▸ **RECORDS SHOWN**
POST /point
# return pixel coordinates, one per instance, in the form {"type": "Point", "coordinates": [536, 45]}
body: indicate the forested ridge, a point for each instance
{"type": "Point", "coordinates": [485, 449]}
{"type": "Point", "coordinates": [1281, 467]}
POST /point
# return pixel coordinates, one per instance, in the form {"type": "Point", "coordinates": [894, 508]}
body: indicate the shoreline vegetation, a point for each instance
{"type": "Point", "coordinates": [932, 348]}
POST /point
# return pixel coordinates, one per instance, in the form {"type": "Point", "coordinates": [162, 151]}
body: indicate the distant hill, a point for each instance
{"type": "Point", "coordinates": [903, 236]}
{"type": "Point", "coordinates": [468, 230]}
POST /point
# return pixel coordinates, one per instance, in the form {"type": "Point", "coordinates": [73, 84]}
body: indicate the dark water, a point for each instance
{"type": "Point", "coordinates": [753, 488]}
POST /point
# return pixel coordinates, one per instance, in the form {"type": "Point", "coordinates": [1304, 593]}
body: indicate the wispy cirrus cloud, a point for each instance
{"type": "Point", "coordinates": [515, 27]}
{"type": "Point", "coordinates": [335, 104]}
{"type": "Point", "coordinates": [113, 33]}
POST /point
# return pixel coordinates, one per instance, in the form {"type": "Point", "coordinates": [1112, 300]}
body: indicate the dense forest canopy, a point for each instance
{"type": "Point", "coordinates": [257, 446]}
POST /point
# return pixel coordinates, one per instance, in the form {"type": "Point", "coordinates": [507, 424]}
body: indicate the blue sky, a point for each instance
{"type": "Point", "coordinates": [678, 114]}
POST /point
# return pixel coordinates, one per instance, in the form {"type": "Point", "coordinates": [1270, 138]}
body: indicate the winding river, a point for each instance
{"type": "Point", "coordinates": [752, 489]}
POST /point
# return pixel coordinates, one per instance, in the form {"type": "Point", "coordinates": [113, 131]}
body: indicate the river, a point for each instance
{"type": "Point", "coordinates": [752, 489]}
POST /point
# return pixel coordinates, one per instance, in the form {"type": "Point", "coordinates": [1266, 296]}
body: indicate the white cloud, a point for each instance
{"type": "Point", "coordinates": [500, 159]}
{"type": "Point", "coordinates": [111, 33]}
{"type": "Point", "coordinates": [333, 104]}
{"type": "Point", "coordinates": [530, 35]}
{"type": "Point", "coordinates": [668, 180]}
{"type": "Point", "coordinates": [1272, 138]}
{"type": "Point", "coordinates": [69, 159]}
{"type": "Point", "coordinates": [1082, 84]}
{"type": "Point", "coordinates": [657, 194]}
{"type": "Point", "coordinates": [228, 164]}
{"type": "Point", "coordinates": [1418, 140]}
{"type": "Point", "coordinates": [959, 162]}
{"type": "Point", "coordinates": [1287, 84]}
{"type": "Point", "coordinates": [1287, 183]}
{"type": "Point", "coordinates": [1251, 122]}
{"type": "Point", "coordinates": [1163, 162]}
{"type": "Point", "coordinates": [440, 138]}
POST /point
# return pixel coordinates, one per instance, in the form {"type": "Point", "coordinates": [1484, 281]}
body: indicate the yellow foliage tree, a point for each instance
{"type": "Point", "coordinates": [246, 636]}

▸ **WRITTEN INSTRUCTION**
Set all of the records down again, exactly as they stand.

▸ **EXERCISE ANSWER**
POST /point
# return pixel coordinates, one per instance, in the form {"type": "Point", "coordinates": [536, 45]}
body: indicate the forested ridge, a point for each instance
{"type": "Point", "coordinates": [485, 449]}
{"type": "Point", "coordinates": [1281, 467]}
POST /point
# return pixel coordinates, one per instance, in the form {"type": "Point", "coordinates": [894, 508]}
body: indicate the shoreline vegetation, a point for each instance
{"type": "Point", "coordinates": [932, 348]}
POST /point
# return pixel coordinates, one per instance, in the form {"type": "Point", "coordinates": [162, 151]}
body: indicate the distant hill, a point for each instance
{"type": "Point", "coordinates": [903, 236]}
{"type": "Point", "coordinates": [468, 230]}
POST /point
# return pixel coordinates, one per instance, in the form {"type": "Point", "coordinates": [73, 84]}
body: indicate the dark water, a point for each instance
{"type": "Point", "coordinates": [753, 488]}
POST /point
# return pixel coordinates, one per instance, in the form {"type": "Point", "coordinates": [1304, 593]}
body: indicate the wispy cirrus cloud, a point for each instance
{"type": "Point", "coordinates": [515, 27]}
{"type": "Point", "coordinates": [335, 104]}
{"type": "Point", "coordinates": [113, 33]}
POST /point
# return pixel coordinates, one per instance, in the form {"type": "Point", "coordinates": [1112, 300]}
body: indicate the dense forest canopy, a point for each instance
{"type": "Point", "coordinates": [257, 446]}
POST /point
# return pixel coordinates, one per instance, in the form {"type": "Point", "coordinates": [507, 424]}
body: indicate the blue sky, a point for each instance
{"type": "Point", "coordinates": [678, 114]}
POST /point
# return pixel coordinates, one per instance, in the form {"type": "Point", "coordinates": [1270, 138]}
body: indicate the winding river, a point for each instance
{"type": "Point", "coordinates": [752, 489]}
POST /point
# return pixel coordinates, one per instance, in the form {"type": "Point", "coordinates": [113, 131]}
body: indicate the river, a point for each instance
{"type": "Point", "coordinates": [752, 489]}
POST /point
# return pixel coordinates, one per instance, in the form {"type": "Point", "coordinates": [1266, 296]}
body: indicate the white cloud, a point for each instance
{"type": "Point", "coordinates": [500, 159]}
{"type": "Point", "coordinates": [111, 33]}
{"type": "Point", "coordinates": [333, 104]}
{"type": "Point", "coordinates": [530, 35]}
{"type": "Point", "coordinates": [668, 180]}
{"type": "Point", "coordinates": [1272, 138]}
{"type": "Point", "coordinates": [69, 159]}
{"type": "Point", "coordinates": [1082, 84]}
{"type": "Point", "coordinates": [657, 194]}
{"type": "Point", "coordinates": [228, 164]}
{"type": "Point", "coordinates": [1418, 140]}
{"type": "Point", "coordinates": [959, 162]}
{"type": "Point", "coordinates": [1287, 84]}
{"type": "Point", "coordinates": [1287, 183]}
{"type": "Point", "coordinates": [1251, 122]}
{"type": "Point", "coordinates": [1163, 162]}
{"type": "Point", "coordinates": [440, 138]}
POST /point
# return pixel coordinates, one per instance, in the form {"type": "Point", "coordinates": [1484, 281]}
body: indicate the yellow foliage tree, a point for each instance
{"type": "Point", "coordinates": [246, 636]}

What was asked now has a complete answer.